=== Supplied entries ===
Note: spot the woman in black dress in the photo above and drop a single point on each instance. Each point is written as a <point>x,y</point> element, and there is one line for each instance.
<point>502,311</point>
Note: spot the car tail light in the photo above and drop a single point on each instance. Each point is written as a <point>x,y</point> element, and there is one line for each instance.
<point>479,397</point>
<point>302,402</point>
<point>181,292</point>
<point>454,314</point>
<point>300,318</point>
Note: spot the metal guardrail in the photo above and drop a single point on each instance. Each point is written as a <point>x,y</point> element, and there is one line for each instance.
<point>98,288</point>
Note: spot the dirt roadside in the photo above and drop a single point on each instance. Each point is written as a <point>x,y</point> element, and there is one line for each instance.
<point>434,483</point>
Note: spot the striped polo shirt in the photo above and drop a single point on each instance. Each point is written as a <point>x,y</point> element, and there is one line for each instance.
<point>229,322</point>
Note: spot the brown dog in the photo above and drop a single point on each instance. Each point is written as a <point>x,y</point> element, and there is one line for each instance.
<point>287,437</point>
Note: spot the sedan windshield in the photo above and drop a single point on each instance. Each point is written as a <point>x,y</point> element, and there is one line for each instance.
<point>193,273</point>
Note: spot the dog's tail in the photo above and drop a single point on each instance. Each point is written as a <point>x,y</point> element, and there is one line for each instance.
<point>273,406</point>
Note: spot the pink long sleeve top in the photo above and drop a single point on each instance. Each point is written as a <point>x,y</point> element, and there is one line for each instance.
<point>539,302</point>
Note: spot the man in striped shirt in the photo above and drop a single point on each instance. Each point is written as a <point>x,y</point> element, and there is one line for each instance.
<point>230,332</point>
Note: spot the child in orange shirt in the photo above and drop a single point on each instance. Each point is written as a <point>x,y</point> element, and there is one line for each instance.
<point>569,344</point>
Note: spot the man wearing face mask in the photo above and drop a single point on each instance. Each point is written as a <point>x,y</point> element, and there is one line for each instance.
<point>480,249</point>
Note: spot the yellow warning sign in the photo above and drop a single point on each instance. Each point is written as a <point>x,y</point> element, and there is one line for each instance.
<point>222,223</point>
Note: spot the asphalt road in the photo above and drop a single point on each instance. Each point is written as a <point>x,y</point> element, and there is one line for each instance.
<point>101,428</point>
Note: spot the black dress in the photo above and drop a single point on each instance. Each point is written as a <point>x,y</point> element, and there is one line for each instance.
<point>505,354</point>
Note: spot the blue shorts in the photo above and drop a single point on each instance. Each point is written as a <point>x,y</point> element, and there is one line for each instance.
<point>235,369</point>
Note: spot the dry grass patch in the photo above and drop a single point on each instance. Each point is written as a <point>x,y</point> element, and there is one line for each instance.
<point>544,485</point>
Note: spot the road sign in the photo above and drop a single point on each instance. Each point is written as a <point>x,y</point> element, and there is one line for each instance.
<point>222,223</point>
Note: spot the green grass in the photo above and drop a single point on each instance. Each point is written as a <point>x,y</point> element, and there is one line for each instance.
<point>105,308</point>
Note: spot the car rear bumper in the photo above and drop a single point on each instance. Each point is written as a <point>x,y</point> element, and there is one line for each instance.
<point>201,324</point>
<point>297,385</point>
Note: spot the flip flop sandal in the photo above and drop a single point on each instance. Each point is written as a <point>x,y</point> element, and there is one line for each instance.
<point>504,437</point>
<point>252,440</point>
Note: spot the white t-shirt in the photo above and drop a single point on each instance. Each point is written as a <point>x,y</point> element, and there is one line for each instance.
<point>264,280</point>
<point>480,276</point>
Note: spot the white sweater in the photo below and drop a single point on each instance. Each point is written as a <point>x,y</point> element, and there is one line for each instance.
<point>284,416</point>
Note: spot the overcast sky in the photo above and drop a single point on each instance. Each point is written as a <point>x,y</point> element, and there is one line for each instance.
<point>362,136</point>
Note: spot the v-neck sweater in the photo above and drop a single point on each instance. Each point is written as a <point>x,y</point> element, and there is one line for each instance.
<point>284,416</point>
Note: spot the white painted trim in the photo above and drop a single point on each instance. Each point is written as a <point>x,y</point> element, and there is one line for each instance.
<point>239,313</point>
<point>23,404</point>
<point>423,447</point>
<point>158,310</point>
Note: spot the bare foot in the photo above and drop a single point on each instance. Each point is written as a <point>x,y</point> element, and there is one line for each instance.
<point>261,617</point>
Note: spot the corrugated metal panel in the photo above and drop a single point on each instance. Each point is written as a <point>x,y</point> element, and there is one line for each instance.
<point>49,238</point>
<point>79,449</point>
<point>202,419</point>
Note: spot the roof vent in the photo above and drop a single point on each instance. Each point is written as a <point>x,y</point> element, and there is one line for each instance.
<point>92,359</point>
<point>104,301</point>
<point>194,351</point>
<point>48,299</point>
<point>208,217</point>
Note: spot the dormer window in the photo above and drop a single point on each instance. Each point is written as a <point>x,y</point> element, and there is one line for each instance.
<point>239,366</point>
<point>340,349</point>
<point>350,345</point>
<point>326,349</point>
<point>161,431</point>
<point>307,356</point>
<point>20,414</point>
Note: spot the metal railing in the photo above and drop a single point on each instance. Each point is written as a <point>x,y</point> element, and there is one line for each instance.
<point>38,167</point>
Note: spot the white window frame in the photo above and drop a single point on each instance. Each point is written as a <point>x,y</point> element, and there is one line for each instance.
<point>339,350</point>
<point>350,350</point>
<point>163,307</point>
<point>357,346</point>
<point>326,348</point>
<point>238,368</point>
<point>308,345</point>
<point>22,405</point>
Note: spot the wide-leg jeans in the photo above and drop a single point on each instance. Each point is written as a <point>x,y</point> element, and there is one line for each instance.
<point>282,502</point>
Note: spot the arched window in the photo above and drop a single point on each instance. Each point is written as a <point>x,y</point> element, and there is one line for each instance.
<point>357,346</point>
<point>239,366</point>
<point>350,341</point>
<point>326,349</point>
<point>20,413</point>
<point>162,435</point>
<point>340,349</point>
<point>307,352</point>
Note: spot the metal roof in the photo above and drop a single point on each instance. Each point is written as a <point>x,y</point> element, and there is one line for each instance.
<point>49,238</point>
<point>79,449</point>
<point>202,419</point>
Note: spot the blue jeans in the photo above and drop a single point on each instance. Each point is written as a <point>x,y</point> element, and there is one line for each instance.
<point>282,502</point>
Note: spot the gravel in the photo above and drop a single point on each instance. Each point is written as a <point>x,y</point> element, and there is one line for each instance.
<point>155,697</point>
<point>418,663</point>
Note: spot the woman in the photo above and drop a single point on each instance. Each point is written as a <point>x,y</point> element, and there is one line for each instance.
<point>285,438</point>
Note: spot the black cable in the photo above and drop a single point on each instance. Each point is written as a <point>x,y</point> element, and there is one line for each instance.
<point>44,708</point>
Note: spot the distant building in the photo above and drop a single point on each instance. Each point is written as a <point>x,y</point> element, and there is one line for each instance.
===
Written request
Rewrite everything above from the line containing "Note: spot the v-neck" down to the line containing "<point>261,617</point>", both included. Raise each x and y coordinate by 136 and leave every other line as it is.

Response to the exercise
Note: spot the v-neck sweater in the photo above and drop a single point on each instance. Each point is written as a <point>x,y</point> element, and there is one line for each instance.
<point>420,552</point>
Note: spot the white painted trim in the photo above and drop a single point on each instance. Each point is written as a <point>x,y</point> element, and there is one line for each instance.
<point>375,449</point>
<point>159,540</point>
<point>559,583</point>
<point>294,446</point>
Note: spot the bare foot in the photo above and drop a single point on each instance. Each point is written as a <point>x,y</point> element, and there is one line for each instance.
<point>397,753</point>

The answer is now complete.